## Work required
With the line containing "Where can the snow" as the starting point, output every line of the data below through its final line, character for character.

Dataset entries
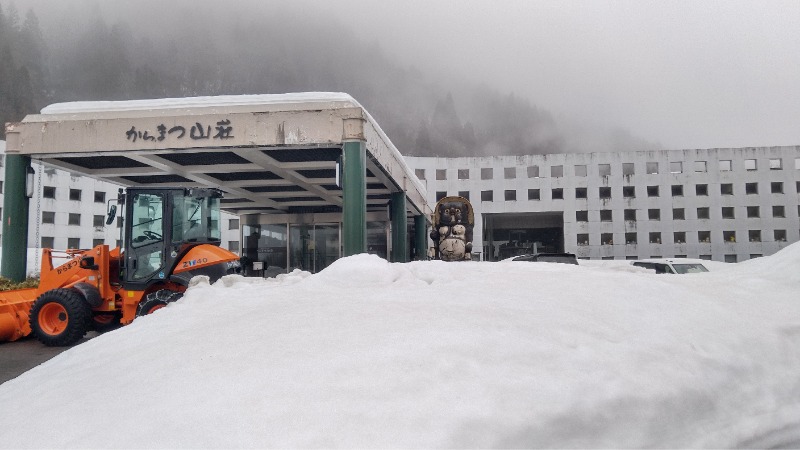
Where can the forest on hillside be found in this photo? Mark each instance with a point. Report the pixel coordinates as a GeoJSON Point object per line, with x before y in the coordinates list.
{"type": "Point", "coordinates": [89, 58]}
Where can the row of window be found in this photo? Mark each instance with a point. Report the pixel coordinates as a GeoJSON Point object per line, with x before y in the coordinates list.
{"type": "Point", "coordinates": [728, 212]}
{"type": "Point", "coordinates": [677, 190]}
{"type": "Point", "coordinates": [679, 237]}
{"type": "Point", "coordinates": [74, 194]}
{"type": "Point", "coordinates": [604, 170]}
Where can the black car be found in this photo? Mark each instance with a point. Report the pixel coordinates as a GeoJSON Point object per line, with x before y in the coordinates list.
{"type": "Point", "coordinates": [564, 258]}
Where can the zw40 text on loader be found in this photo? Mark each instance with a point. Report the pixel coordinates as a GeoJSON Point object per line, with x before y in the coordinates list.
{"type": "Point", "coordinates": [169, 235]}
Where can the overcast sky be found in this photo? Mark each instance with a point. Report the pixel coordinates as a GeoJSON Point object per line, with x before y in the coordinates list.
{"type": "Point", "coordinates": [686, 74]}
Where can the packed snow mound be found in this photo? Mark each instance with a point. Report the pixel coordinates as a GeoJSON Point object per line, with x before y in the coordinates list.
{"type": "Point", "coordinates": [433, 354]}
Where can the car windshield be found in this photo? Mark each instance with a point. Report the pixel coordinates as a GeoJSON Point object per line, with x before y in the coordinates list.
{"type": "Point", "coordinates": [689, 268]}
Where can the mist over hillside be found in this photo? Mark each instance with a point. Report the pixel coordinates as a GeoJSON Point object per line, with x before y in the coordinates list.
{"type": "Point", "coordinates": [134, 50]}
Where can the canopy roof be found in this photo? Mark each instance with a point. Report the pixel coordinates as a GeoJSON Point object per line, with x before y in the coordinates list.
{"type": "Point", "coordinates": [270, 153]}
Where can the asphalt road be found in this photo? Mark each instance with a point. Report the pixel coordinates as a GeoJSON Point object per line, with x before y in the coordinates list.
{"type": "Point", "coordinates": [23, 355]}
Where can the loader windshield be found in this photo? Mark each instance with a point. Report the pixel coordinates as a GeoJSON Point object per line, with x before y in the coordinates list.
{"type": "Point", "coordinates": [195, 217]}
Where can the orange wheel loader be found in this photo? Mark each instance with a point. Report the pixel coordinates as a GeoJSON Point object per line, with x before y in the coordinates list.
{"type": "Point", "coordinates": [169, 235]}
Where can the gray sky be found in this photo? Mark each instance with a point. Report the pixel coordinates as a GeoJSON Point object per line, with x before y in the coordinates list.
{"type": "Point", "coordinates": [687, 74]}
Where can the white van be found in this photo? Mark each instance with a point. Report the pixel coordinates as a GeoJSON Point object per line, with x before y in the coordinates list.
{"type": "Point", "coordinates": [676, 265]}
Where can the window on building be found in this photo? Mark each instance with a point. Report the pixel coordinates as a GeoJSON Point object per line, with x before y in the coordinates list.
{"type": "Point", "coordinates": [629, 191]}
{"type": "Point", "coordinates": [627, 169]}
{"type": "Point", "coordinates": [727, 212]}
{"type": "Point", "coordinates": [726, 189]}
{"type": "Point", "coordinates": [700, 166]}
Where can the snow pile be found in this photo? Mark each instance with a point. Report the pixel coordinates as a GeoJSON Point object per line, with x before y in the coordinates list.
{"type": "Point", "coordinates": [433, 354]}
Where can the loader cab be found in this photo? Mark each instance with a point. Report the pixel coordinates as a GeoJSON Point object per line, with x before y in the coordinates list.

## Result below
Where can the snow pile be found in this photo? Mark each instance with a point. Report the pixel coordinates as a GeoJSON Point object per line, with x before y in the coordinates list.
{"type": "Point", "coordinates": [433, 354]}
Where can the loader cab be found in this photo? Mark each instance with a point. Report the pixel coordinates as a GeoJSON Point object per line, with x before y in the coordinates list.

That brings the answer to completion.